REQUIRED ACTION
Below is a listing; reproduce each line of it exactly.

------------------------------------

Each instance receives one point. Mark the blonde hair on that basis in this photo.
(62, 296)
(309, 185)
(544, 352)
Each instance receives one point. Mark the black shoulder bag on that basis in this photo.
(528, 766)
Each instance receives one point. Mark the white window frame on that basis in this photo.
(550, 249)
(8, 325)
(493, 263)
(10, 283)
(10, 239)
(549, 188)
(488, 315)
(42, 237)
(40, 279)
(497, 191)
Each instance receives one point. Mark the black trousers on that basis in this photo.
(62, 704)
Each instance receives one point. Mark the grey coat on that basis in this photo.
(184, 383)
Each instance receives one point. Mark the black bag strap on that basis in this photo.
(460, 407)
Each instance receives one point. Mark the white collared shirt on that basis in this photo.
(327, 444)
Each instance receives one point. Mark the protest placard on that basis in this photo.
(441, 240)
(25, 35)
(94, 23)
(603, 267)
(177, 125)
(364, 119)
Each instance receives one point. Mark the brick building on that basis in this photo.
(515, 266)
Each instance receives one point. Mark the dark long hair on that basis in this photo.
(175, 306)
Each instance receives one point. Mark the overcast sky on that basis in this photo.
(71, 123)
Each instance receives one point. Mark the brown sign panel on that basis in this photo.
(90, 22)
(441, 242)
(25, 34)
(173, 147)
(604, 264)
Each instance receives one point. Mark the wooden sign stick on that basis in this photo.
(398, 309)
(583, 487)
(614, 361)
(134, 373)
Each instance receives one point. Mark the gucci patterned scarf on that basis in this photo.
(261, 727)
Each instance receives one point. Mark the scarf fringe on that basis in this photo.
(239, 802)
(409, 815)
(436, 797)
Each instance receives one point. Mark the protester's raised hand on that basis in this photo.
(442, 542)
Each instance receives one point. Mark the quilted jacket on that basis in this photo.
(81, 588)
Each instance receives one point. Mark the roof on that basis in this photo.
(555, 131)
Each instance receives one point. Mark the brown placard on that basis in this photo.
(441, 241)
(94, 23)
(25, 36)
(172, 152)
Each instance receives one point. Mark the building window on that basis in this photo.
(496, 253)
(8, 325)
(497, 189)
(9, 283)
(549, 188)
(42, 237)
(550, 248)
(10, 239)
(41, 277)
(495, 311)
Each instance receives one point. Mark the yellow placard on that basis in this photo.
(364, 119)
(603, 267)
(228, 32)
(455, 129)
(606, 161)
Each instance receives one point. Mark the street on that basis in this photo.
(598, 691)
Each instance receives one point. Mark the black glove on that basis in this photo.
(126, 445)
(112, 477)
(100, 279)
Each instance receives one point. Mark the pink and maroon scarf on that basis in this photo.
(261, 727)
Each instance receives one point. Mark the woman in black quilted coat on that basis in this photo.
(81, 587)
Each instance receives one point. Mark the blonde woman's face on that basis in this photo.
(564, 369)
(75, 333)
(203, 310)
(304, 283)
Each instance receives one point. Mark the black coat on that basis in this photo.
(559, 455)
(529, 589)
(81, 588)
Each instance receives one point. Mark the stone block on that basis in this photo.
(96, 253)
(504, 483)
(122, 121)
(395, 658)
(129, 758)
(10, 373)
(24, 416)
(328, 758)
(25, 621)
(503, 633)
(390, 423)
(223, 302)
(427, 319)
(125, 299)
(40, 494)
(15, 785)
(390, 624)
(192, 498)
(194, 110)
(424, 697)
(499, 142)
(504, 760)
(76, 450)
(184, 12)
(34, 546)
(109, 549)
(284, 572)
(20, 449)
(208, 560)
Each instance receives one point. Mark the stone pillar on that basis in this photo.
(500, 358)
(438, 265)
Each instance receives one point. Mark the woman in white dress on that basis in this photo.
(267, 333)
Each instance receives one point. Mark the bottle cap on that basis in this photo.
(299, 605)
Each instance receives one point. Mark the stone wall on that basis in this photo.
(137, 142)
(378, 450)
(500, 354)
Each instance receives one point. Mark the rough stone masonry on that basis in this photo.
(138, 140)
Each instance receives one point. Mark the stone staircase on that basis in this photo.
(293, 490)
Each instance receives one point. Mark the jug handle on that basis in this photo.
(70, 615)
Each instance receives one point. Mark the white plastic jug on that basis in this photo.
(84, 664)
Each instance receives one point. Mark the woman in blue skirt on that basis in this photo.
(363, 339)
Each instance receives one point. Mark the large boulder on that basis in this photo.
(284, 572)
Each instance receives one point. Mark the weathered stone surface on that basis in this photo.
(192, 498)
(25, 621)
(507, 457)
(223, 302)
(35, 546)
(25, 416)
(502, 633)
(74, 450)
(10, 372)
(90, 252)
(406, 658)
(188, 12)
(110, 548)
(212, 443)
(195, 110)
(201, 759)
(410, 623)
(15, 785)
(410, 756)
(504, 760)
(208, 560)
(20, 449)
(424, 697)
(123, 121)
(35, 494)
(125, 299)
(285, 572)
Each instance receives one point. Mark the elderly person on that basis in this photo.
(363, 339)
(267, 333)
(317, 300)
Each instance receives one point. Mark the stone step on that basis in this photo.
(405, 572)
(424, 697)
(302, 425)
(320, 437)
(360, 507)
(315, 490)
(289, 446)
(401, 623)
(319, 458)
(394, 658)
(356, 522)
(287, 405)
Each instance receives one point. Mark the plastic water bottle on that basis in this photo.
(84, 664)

------------------------------------

WRITTEN SOLUTION
Each instance receives one point. Mark the blonde hair on that basis in this photo.
(62, 296)
(309, 185)
(544, 352)
Each instance receives one point. Mark the black shoulder bag on that basis in this photo.
(528, 766)
Each instance receives one point. Mark the white window frame on that basis in this photo.
(550, 249)
(8, 325)
(493, 263)
(10, 283)
(10, 239)
(549, 188)
(488, 315)
(42, 237)
(40, 279)
(497, 191)
Each instance receives one point. Mark the black trousers on that basis in this photo.
(62, 704)
Each instance receives one point. Mark the grey coat on that basis in this photo.
(184, 383)
Each instance receives one point. Mark the black bag strap on that basis in this photo.
(460, 407)
Each instance receives one point. Mark the white collared shirt on that basis in this photo.
(327, 444)
Each instance receives one point. Mark the protest placard on that basis in this photo.
(441, 240)
(25, 35)
(94, 23)
(603, 267)
(177, 125)
(364, 119)
Each instance receives one point. Mark the brick building on that basis in this photo.
(515, 266)
Each instance receives one point. Mark the dark long hair on that basis in this photo.
(175, 306)
Each instance receives one point. Mark the overcast sky on that basis in this photo.
(71, 123)
Each instance receives one point. Mark the brown sign panel on that basis in this photo.
(90, 22)
(441, 242)
(25, 34)
(173, 147)
(604, 264)
Each instance receives one point. Mark the wooden sign stick on that basis in this photo.
(398, 309)
(583, 487)
(614, 361)
(134, 373)
Each instance receives one point. Mark the gucci patterned scarf on that basis in this photo.
(261, 727)
Each instance receives one point. Mark the scarf fringe on that basis in this photo.
(239, 802)
(409, 815)
(436, 797)
Each instance receives one point. Mark the protester's raised hand on that basis in this photo.
(442, 542)
Each instance receives one point. Mark the quilted jacket on that basis in this photo.
(81, 588)
Each instance receives one point. Mark the roof on that basis in this photo.
(555, 131)
Each instance receives one point. Mark the brown placard on that basis in this photo.
(441, 241)
(94, 23)
(25, 36)
(172, 152)
Each instance receives one point. Mark the building window on that basis in this photo.
(496, 253)
(8, 325)
(497, 189)
(9, 283)
(549, 188)
(42, 237)
(550, 248)
(10, 239)
(41, 277)
(495, 311)
Each instance receives one point. Mark the yellow placard on that basis in this photo.
(364, 119)
(603, 267)
(228, 32)
(455, 129)
(606, 161)
Each instance receives one point. Mark the street on that basis in this photo.
(598, 691)
Each instance receives one point. Mark the black glove on that basis in this photo.
(126, 445)
(112, 477)
(100, 279)
Each instance receives one point. Mark the pink and maroon scarf on that basis in this photo.
(261, 727)
Each instance receives one point. Mark the woman in black quilted coat on that basis in this photo.
(81, 587)
Each instance receives one point. Mark the blonde woman's face on that basis in this photo.
(564, 369)
(75, 333)
(203, 310)
(304, 283)
Each instance receives one point. Mark the black coat on that basis in this photo.
(559, 455)
(529, 589)
(81, 588)
Each instance receives one point. Mark the stone block on that basis in this photo.
(96, 253)
(504, 483)
(122, 121)
(395, 658)
(129, 758)
(10, 373)
(24, 416)
(328, 758)
(25, 621)
(503, 633)
(390, 423)
(223, 302)
(427, 319)
(125, 299)
(40, 494)
(15, 785)
(390, 624)
(192, 498)
(194, 110)
(424, 697)
(499, 142)
(504, 760)
(76, 450)
(184, 12)
(34, 546)
(109, 549)
(284, 572)
(20, 449)
(208, 560)
Each instance receives one point. Mark the stone pillar on that basis in this photo.
(500, 358)
(438, 265)
Each instance receives one point. Mark the woman in white dress on that basis in this photo.
(267, 333)
Each instance receives one point. Mark the bottle cap on that basis in this photo.
(299, 605)
Each instance receives one point. Mark the stone wall on that basis in this photo.
(137, 142)
(378, 450)
(500, 354)
Each instance receives one point. Mark the rough stone masonry on that basis in this photo.
(138, 140)
Each instance receives one point. Mark the stone staircase on that basis in this photo.
(293, 490)
Each instance receives one point. Mark the jug handle on that basis in this photo.
(70, 615)
Each instance receives one point. Mark the white plastic jug on that basis in this photo.
(84, 664)
Each instance receives one point. Mark the woman in blue skirt on that basis in this photo.
(363, 339)
Each instance receives one point. Mark the large boulder on that basis in this photo.
(284, 572)
Each instance receives one point. Mark the weathered stone surface on that basis in this photo.
(192, 498)
(25, 621)
(507, 457)
(223, 302)
(35, 546)
(25, 416)
(502, 633)
(74, 450)
(10, 372)
(90, 252)
(406, 658)
(188, 12)
(110, 548)
(212, 443)
(195, 110)
(201, 759)
(410, 623)
(15, 785)
(410, 756)
(504, 760)
(208, 560)
(20, 449)
(424, 697)
(123, 121)
(35, 494)
(125, 299)
(285, 572)
Each instance receives one point. Mark the elderly person on that basis in this photo.
(363, 339)
(267, 333)
(317, 300)
Each instance receives one point. Mark the stone step on that basis in this photo.
(405, 572)
(424, 697)
(302, 425)
(320, 437)
(360, 507)
(315, 490)
(289, 446)
(401, 623)
(319, 458)
(394, 658)
(356, 522)
(287, 405)
Each instance receives one point. Mark the plastic water bottle on that basis in this photo.
(84, 664)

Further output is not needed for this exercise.